WHAT IS NEEDED: Arrange every one of the rows below as a numbered list, skipping blank lines and leaving the pictures out.

MATERIAL TO PROCESS:
━━━━━━━━
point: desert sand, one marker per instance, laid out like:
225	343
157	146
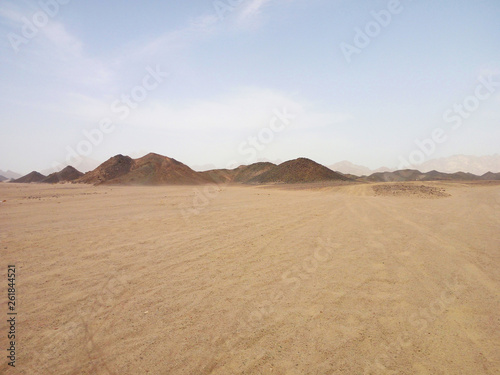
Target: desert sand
304	279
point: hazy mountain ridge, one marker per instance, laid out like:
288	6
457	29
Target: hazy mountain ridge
155	169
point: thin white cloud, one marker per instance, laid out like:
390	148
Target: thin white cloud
247	109
253	8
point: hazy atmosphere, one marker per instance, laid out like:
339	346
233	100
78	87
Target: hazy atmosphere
217	83
250	187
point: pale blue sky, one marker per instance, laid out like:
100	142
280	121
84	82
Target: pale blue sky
227	76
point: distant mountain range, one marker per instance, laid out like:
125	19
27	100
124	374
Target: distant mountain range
478	165
414	175
66	175
154	169
9	174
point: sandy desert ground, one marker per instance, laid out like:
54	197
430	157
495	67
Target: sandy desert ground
313	279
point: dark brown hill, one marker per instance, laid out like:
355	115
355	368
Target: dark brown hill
298	171
152	169
490	176
111	169
67	174
30	177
━━━━━━━━
TASK OUTPUT:
1. point: desert sand, one marker per instance, laid out like:
2. 225	343
3. 157	146
4. Target: desert sand
5. 304	279
6. point: hazy mountain ridge, one marker per instance, laid out like:
7. 288	6
8. 457	29
9. Target: hazy mountain ridge
10. 155	169
11. point: thin white cloud, one marker per instance, laid out like:
12. 390	148
13. Target: thin white cloud
14. 247	109
15. 253	8
16. point: hazy atmosphere, one marker per instance, laid out like:
17. 339	346
18. 233	100
19. 78	87
20. Target: hazy atmosphere
21. 217	83
22. 250	187
23. point: pale blue sky, one marker per instance, laid out like:
24. 100	142
25. 280	121
26. 84	82
27. Target: pale blue sky
28. 227	76
29. point: distant mountain range, one marker per instance, laid out like:
30. 125	19
31. 27	100
32. 124	374
33. Target: distant mountain range
34. 478	165
35. 414	175
36. 66	175
37. 154	169
38. 9	174
39. point: sandy desert ground, one marker per instance, laid out like:
40. 54	197
41. 430	157
42. 495	67
43. Target: sandy desert ground
44. 313	279
45. point: dark brown hill, one marker per instance, laid out like:
46. 355	115
47. 355	368
48. Target: dark brown hill
49. 298	171
50. 152	169
51. 490	176
52. 111	169
53. 67	174
54. 30	177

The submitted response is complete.